(Data taken from a collection)
.....
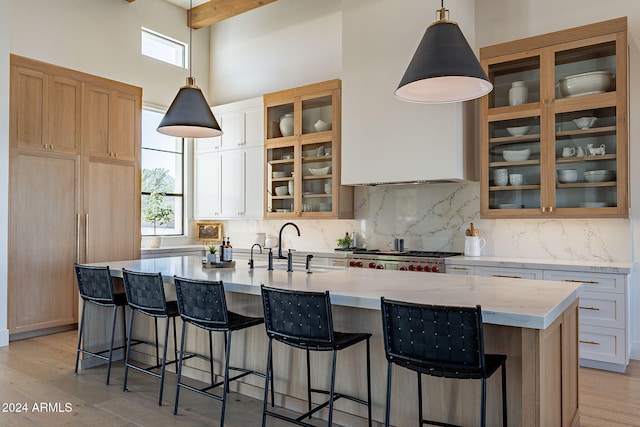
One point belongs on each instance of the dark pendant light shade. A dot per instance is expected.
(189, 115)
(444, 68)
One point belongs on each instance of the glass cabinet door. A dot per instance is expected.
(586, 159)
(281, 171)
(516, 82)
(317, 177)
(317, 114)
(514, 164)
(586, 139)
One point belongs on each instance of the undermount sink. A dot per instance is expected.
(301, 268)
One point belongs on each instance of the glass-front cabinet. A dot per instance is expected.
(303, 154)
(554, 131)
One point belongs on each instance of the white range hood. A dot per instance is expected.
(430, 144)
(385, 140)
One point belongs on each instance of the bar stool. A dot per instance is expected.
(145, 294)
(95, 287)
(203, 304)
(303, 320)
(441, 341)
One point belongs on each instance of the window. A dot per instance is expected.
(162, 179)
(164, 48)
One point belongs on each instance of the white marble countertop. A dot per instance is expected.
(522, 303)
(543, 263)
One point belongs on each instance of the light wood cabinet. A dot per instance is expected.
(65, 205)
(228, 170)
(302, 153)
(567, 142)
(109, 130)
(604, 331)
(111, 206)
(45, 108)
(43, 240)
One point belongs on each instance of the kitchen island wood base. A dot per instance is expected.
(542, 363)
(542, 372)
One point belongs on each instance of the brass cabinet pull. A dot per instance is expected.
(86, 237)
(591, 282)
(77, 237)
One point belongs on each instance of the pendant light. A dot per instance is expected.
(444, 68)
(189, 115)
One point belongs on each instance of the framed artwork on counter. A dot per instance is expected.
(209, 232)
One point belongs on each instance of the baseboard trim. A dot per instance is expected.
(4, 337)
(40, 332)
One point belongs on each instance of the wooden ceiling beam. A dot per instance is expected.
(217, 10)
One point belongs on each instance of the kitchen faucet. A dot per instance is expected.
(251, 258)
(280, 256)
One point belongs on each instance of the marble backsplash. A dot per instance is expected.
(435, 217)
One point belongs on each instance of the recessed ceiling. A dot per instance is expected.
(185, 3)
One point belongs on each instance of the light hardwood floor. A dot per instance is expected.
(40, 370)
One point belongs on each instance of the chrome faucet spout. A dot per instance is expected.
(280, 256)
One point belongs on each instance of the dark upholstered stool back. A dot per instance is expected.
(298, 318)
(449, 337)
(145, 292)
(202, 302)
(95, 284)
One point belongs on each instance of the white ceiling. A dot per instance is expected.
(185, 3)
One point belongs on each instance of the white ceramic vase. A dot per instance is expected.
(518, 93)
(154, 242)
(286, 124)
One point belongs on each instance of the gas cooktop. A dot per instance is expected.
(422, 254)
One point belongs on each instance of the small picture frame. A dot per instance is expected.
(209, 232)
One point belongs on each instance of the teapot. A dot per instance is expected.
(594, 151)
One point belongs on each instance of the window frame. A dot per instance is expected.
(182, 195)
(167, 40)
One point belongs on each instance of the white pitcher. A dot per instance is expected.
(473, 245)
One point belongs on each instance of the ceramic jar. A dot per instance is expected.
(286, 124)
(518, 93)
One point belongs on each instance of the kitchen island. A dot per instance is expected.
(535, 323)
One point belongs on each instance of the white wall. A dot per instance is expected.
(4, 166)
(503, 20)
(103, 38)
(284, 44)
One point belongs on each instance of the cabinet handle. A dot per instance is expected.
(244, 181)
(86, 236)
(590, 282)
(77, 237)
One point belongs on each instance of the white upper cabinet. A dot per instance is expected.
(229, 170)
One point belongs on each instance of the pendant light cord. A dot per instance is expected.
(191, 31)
.....
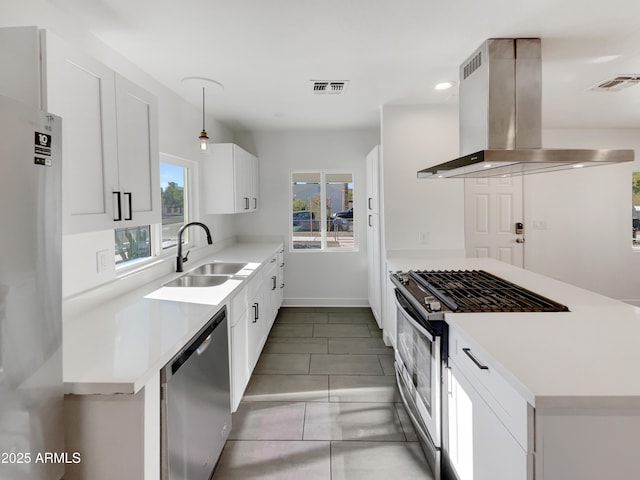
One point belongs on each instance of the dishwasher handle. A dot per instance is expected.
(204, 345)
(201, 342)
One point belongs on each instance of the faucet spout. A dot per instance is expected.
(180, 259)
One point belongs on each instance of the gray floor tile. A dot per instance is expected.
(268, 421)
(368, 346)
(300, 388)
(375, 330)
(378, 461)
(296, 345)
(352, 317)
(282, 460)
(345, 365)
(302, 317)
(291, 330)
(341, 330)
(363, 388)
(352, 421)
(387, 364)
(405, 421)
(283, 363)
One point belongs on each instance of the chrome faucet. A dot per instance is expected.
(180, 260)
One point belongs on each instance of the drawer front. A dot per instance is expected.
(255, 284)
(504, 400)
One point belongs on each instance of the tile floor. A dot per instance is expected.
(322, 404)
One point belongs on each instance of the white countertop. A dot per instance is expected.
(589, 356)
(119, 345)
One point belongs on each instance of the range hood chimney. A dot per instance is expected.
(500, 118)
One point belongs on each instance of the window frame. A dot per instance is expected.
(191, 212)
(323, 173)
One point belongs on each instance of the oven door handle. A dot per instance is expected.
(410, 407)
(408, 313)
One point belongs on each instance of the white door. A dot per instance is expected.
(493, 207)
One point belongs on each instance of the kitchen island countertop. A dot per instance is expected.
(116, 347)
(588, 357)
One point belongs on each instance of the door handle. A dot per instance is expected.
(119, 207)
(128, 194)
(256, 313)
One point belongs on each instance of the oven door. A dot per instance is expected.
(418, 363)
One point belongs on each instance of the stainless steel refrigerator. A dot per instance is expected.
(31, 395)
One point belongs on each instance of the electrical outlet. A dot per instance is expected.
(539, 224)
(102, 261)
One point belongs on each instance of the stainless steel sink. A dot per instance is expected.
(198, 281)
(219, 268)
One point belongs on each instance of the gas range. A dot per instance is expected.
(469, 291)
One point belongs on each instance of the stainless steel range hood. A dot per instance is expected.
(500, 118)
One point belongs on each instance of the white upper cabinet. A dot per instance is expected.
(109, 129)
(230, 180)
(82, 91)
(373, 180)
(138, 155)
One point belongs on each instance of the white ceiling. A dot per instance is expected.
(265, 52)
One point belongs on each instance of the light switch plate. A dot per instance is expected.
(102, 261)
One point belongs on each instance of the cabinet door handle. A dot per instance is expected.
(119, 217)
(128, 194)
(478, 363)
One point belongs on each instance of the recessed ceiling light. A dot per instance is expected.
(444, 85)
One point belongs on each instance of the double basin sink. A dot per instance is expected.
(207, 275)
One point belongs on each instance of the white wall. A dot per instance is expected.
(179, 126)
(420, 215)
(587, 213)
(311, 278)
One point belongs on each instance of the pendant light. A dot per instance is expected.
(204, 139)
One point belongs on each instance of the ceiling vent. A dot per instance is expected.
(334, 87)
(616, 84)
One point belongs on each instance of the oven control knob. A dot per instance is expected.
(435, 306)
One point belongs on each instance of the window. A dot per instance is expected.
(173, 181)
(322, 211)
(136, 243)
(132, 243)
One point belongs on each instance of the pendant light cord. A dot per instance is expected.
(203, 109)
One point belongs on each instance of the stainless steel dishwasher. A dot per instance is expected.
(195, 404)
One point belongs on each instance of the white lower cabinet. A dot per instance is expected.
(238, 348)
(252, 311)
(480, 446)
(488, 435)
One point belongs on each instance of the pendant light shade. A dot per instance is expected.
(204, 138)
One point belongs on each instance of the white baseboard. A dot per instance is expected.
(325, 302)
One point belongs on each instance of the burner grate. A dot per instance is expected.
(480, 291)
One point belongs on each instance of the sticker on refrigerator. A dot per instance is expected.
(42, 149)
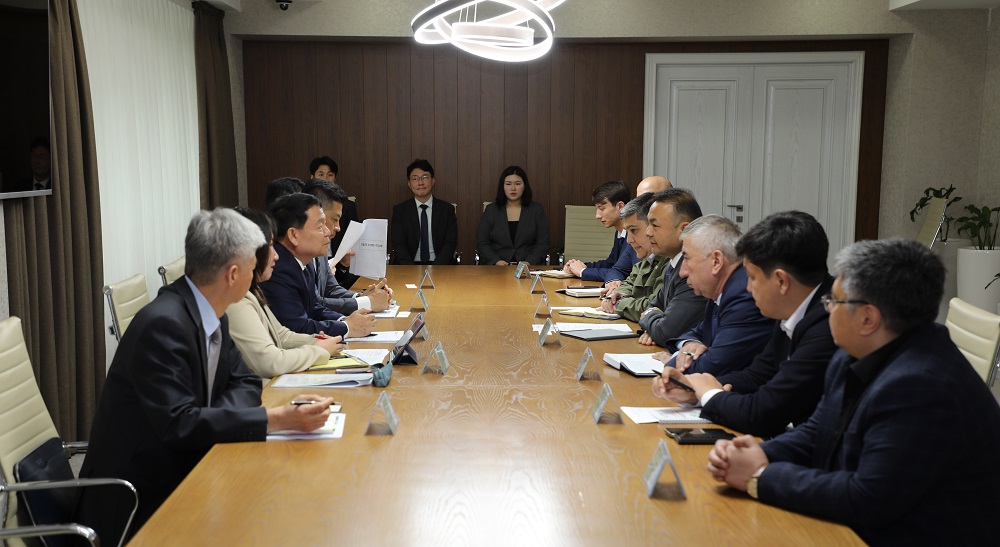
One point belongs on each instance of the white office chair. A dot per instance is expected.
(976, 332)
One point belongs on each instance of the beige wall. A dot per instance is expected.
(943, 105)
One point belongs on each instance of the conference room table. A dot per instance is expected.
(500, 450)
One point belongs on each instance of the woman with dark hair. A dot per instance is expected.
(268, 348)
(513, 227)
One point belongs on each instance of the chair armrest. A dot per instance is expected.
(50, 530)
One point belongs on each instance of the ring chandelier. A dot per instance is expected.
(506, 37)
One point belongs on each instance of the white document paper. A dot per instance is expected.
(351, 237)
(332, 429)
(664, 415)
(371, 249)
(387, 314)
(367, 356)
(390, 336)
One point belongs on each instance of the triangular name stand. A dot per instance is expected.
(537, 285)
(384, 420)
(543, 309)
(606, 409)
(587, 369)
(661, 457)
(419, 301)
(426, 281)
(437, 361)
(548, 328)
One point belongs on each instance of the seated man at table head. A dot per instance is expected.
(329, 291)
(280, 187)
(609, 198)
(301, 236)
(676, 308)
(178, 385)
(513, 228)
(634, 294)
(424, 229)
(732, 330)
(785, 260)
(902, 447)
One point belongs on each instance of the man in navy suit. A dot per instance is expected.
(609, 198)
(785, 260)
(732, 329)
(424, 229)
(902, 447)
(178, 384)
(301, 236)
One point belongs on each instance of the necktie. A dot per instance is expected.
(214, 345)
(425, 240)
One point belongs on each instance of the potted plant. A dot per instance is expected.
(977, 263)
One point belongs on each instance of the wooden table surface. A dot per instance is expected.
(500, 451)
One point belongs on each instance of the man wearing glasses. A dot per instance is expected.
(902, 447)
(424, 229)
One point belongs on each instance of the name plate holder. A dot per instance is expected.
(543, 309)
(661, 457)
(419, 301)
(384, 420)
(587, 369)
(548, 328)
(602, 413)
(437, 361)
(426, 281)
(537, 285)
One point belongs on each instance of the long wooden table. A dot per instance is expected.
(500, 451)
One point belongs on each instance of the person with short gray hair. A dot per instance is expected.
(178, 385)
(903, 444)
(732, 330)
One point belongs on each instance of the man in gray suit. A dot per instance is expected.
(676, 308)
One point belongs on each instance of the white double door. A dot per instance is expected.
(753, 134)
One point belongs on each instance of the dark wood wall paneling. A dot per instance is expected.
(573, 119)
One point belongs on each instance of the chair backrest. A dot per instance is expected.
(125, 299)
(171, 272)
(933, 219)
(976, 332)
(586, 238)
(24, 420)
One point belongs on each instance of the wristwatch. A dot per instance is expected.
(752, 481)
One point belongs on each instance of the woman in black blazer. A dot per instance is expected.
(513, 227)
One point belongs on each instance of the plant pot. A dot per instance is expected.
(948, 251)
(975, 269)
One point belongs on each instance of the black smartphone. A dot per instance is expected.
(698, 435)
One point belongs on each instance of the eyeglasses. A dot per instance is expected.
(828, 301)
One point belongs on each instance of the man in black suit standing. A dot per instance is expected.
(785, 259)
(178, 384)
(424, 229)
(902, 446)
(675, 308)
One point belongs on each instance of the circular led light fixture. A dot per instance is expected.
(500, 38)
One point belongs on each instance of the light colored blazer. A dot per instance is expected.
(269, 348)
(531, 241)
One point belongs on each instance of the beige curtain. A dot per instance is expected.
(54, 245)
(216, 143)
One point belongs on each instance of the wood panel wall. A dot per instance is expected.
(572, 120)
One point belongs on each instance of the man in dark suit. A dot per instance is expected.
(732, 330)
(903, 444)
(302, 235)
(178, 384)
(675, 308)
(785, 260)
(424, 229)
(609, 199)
.....
### Written request:
Pick out every line of the rows above that contains the word "spout", and copy each one. Treat uppercase and lowercase letters as different.

### Written solution:
One point belongs on each instance of the chrome faucet spout. A dot per instance is expected.
One point belongs on each instance of the faucet spout. A dot per instance is expected.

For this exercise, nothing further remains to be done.